* Passage provided

While the above actions and planned actions are subject to ongoing management evaluation and will require validation and testing of the design and operating effectiveness of internal controls over a sustained period, we are committed to continuous improvement and will continue to diligently review our internal control over financial reporting. The material weaknesses will not be considered remediated until management completes the design and implementation of the measures described above, until the controls operate for a sufficient period of time, and until management has concluded, through testing, that the controls are effective.
Limitations on Effectiveness of Controls and Procedures
Our management, including our principal executive officer and principal financial officer, do not expect that our disclosure controls and procedures or our internal control over financial reporting will prevent all errors and all fraud. A control system, no matter how well designed and operated, can provide only reasonable, not absolute, assurance that the objectives of the control system are met. Further, the design of a control system must reflect the fact that there are resource constraints, and the benefits of controls must be considered relative to their costs. Because of the inherent limitations in all control systems, no evaluation of controls can provide absolute assurance that all control issues and instances of fraud, if any, have been detected. These inherent limitations include the realities that judgments in decision-making can be faulty, and that breakdowns can occur because of a simple error or mistake. Additionally, controls can be circumvented by the individual acts of some persons, by collusion of two or more people, or by management override of the controls. The design of any system of controls is also based in part upon certain assumptions about the likelihood of future events, and there can be no assurance that any design will succeed in achieving its stated goals under all potential future conditions; over time, controls may become inadequate because of changes in conditions, or the degree of compliance with policies or procedures may deteriorate. Due to inherent limitations in a cost-effective control system, misstatements due to error or fraud may occur and not be detected.
Changes in Internal Control over Financial Reporting
There were no changes in our internal control over financial reporting during our most recent fiscal quarter that have materially affected, or are reasonably likely to materially affect, our internal control over financial reporting.
41
PART II—OTHER INFORMATION
Item 1. Legal Proceedings.
From time to time, we are involved in various legal proceedings arising from the normal course of business activities.
We are not currently a party to any legal proceedings that, if determined adversely to us, would, in our opinion, have a material adverse effect on our business, results of operations, financial condition, or cash flows. Future litigation may be necessary to defend ourselves, our partners, and our customers by determining the scope, enforceability, and validity of third-party proprietary rights, or to establish our proprietary rights. The results of any current or future litigation cannot be predicted with certainty, and regardless of the outcome, litigation can have an adverse impact on us because of defense and settlement costs, diversion of management resources, and other factors.
Item 1A. Risk Factors.
Our operations and financial results are subject to various risks and uncertainties. You should carefully consider the factors described in Part I, Item 1A, "Risk Factors" in our Annual Report on Form 10-K for the year ended December 31, 2022 (the “2022 Form 10-K”), and as described below, which could adversely affect our business, financial condition, results of operations, cash flows, and the trading price of our stock. Except as set forth below, there have been no material changes to our risk factors included in our 2022 Form 10-K. Our business, financial condition, results of operations, or prospects could also be harmed by risks and uncertainties not currently known to us or that we currently do not believe are material.
The following new risk factor is added:
Our failure to maintain compliance with the NYSE’s continued listing requirements could result in the delisting of our Class A common stock.

* Raw data

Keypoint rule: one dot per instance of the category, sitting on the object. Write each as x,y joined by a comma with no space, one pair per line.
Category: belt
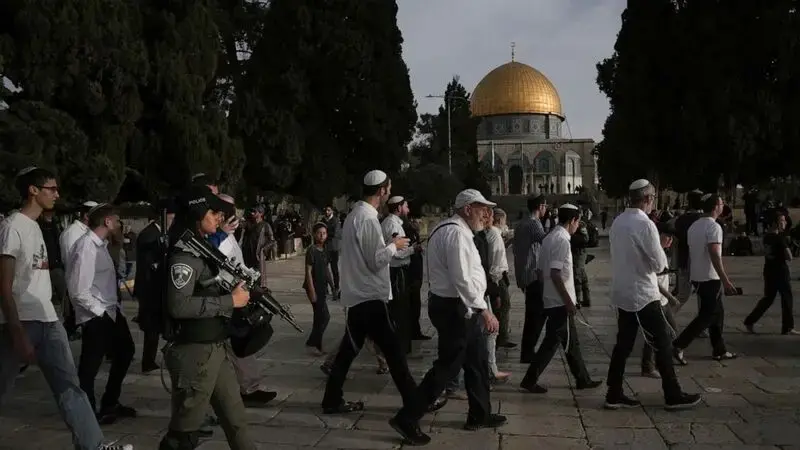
201,331
457,299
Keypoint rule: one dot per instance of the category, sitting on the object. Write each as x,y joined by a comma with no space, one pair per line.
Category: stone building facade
521,144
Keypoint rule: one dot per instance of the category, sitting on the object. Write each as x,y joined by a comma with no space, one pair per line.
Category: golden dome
515,88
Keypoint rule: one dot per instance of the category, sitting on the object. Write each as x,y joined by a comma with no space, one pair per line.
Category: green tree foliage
77,64
701,92
326,97
310,94
180,133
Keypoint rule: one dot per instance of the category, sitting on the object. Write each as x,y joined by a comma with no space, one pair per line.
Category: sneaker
411,433
259,398
683,401
620,401
115,446
492,421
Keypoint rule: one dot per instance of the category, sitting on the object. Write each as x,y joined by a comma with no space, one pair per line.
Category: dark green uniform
579,245
199,357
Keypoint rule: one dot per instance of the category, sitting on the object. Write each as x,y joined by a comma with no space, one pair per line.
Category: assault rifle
262,304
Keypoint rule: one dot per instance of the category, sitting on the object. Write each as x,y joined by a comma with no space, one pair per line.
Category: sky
563,39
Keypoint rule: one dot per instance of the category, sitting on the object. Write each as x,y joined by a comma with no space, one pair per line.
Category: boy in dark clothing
776,275
318,278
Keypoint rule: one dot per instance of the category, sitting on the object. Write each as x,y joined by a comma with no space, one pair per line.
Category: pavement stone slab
751,403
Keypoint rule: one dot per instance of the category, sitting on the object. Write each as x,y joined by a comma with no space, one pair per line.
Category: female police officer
197,314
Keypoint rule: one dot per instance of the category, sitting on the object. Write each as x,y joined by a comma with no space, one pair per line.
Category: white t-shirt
21,238
556,254
703,231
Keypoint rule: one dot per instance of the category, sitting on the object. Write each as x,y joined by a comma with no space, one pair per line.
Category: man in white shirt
392,226
92,283
636,260
708,274
254,395
499,301
66,241
555,261
29,324
365,292
456,307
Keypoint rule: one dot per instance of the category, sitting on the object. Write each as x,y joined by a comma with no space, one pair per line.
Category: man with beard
636,260
30,326
92,282
67,239
366,291
459,312
528,236
257,241
392,226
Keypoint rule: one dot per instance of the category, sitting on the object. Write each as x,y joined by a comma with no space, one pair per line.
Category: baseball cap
375,177
396,199
470,196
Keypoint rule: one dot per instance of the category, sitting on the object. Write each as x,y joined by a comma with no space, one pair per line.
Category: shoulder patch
181,274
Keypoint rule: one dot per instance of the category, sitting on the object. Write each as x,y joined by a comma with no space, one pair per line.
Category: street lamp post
447,99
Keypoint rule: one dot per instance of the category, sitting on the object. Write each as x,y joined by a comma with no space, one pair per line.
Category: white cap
469,196
374,177
26,170
638,184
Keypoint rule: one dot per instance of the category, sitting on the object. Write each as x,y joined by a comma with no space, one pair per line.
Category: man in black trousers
528,236
456,307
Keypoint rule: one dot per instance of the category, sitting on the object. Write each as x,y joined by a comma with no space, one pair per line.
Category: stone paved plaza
750,403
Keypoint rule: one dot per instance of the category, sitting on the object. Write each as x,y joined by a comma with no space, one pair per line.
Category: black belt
456,299
201,331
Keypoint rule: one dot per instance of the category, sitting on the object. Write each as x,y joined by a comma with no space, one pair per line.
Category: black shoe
437,404
683,401
150,367
412,435
344,408
492,421
205,432
258,399
591,384
532,388
326,369
620,401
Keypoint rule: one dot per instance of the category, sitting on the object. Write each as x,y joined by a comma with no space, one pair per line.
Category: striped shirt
528,236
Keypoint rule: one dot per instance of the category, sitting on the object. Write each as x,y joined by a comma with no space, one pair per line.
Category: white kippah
374,177
638,184
395,199
26,170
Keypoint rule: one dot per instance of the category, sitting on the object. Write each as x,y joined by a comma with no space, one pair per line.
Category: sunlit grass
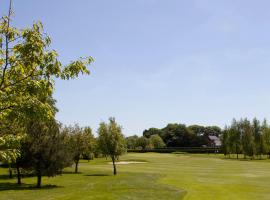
163,176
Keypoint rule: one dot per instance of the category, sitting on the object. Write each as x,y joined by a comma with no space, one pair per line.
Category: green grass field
163,176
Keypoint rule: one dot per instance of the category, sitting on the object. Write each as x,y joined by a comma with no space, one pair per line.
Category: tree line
173,135
32,141
250,138
47,148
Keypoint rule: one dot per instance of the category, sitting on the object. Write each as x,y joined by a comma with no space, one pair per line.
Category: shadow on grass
71,172
24,186
97,175
5,177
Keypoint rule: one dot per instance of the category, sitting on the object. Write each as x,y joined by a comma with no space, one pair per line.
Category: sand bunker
127,162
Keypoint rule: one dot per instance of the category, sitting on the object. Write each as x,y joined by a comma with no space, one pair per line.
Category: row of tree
31,139
250,138
47,148
153,142
180,135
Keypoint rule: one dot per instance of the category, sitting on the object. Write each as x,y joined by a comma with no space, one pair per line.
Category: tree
81,142
152,131
132,142
10,152
157,141
143,143
27,63
111,141
249,147
44,150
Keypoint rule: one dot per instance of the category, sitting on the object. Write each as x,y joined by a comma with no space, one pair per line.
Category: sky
158,61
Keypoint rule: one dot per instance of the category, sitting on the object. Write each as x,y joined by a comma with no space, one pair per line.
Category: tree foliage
111,141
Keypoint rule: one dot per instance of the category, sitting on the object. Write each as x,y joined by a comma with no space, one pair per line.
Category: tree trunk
76,166
10,172
18,175
39,180
114,167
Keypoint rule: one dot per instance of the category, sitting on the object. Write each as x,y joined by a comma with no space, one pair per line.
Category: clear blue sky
158,61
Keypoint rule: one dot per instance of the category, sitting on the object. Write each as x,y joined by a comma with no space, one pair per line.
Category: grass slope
164,176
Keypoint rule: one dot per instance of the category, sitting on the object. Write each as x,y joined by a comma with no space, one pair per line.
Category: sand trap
127,162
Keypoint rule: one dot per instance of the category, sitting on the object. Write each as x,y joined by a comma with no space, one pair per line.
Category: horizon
190,62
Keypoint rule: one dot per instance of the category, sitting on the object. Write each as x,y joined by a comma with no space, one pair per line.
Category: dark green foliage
179,135
44,150
248,138
111,141
81,142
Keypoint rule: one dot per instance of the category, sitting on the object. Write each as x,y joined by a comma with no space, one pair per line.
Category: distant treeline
250,138
174,135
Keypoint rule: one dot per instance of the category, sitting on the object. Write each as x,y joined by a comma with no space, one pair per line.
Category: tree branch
6,43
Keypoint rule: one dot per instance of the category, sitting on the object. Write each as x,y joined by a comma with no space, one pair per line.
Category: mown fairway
164,176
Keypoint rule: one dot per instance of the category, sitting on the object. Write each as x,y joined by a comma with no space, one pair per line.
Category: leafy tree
81,142
157,141
249,147
10,152
226,141
132,142
177,135
27,64
111,141
143,142
152,131
44,150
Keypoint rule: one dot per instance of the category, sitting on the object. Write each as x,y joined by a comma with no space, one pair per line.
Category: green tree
27,64
132,142
111,141
143,142
81,142
248,141
44,150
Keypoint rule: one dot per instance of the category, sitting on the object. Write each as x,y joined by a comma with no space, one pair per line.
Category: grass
163,176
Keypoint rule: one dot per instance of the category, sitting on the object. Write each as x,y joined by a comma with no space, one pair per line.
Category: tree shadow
68,172
24,186
97,175
2,176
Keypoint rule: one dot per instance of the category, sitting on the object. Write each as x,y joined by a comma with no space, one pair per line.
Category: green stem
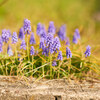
50,66
6,60
27,48
69,67
43,71
32,64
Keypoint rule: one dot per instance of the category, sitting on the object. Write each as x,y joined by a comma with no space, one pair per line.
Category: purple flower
23,45
62,32
51,28
67,42
42,43
1,44
32,51
55,45
21,34
43,32
45,51
60,57
54,63
39,28
32,40
88,51
77,33
49,40
75,39
5,35
68,53
9,51
14,38
27,26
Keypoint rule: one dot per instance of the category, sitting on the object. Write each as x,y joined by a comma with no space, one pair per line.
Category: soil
15,88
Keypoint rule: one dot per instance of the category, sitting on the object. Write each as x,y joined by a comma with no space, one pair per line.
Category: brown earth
14,88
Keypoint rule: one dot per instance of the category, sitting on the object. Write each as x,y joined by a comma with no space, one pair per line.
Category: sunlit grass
40,66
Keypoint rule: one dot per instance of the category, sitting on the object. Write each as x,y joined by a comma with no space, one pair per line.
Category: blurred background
82,14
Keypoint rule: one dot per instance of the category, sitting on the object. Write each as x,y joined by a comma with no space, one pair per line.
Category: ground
17,88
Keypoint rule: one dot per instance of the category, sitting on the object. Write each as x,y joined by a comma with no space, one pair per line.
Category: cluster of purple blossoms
32,39
75,39
88,51
55,45
68,52
39,28
21,34
60,57
5,35
67,41
77,33
45,51
43,33
49,40
32,51
1,44
14,38
54,63
23,45
62,32
41,43
27,26
9,51
51,28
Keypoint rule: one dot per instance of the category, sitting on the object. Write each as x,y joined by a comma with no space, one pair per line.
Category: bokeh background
82,14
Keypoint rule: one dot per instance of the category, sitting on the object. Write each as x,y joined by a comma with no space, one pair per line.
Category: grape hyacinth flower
43,32
32,51
75,39
88,51
23,45
54,63
60,57
51,28
32,40
41,43
1,44
49,40
55,45
9,51
14,38
5,35
77,33
45,51
21,34
27,26
62,32
67,42
39,28
68,52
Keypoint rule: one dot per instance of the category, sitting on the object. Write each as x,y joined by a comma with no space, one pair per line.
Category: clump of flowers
45,53
62,32
60,57
32,39
9,51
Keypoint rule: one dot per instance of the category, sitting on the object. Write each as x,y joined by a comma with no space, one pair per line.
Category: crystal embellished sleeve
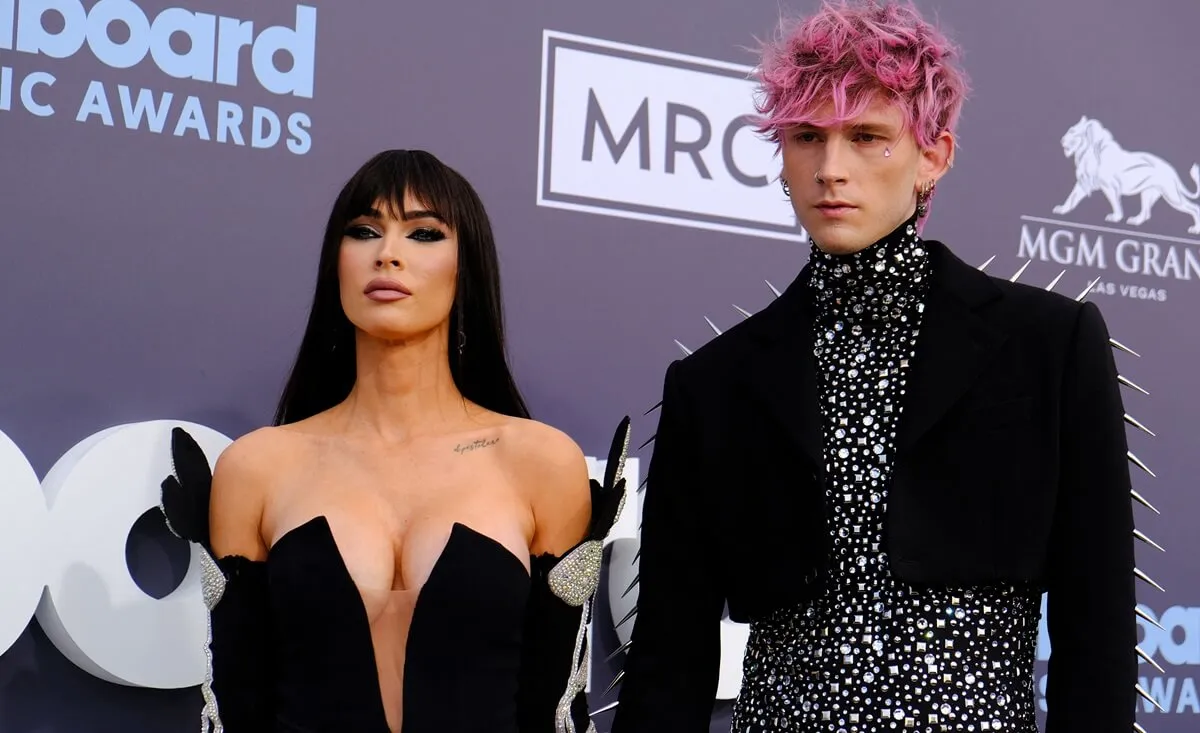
238,684
551,695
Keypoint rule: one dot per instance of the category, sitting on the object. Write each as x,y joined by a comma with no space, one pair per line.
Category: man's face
855,182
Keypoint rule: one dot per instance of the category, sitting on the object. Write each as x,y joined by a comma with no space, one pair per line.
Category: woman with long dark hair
405,548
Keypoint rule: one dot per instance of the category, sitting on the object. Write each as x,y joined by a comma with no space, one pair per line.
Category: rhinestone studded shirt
874,654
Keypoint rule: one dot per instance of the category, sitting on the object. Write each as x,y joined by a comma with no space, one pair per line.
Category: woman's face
397,275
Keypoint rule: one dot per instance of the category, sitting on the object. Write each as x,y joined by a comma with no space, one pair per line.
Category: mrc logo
648,134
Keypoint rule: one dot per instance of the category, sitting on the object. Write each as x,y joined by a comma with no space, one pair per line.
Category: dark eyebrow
874,128
424,214
419,214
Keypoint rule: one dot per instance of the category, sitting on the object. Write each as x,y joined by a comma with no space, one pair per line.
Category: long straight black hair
324,368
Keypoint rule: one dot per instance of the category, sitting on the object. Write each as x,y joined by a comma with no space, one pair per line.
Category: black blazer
1011,466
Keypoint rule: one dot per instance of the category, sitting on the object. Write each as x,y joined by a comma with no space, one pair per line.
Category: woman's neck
402,389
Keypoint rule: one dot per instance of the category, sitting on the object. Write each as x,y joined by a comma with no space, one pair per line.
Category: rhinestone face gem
871,653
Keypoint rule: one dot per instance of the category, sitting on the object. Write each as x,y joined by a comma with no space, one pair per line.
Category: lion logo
1102,164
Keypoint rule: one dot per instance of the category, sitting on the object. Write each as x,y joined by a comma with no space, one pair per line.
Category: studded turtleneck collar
879,283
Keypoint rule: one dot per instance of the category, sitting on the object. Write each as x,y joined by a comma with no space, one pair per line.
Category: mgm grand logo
1119,242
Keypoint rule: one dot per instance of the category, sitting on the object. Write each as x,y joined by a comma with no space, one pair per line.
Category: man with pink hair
885,470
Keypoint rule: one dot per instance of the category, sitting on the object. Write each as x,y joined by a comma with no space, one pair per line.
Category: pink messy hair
847,55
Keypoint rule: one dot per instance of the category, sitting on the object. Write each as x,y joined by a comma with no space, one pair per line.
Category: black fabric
1011,467
489,652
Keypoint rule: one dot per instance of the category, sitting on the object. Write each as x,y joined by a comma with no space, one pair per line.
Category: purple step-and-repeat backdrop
166,168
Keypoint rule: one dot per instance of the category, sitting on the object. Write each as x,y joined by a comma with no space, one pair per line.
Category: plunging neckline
321,530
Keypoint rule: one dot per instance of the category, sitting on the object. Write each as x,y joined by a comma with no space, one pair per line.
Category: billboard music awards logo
64,565
183,44
649,134
1173,640
1150,239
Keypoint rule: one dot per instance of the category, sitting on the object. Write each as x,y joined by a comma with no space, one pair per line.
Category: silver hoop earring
923,196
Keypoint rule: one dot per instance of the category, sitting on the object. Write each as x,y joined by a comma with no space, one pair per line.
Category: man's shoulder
1038,308
725,352
1026,304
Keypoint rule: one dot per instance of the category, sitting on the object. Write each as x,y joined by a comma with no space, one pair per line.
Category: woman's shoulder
553,472
243,480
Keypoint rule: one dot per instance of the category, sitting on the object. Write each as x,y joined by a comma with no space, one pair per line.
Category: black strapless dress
491,648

* Short problem
Name every way the filing excerpt says controls can be circumvented.

* Solution for this exercise
- By the individual acts of some persons
- By collusion of two or more people
- By management override of the controls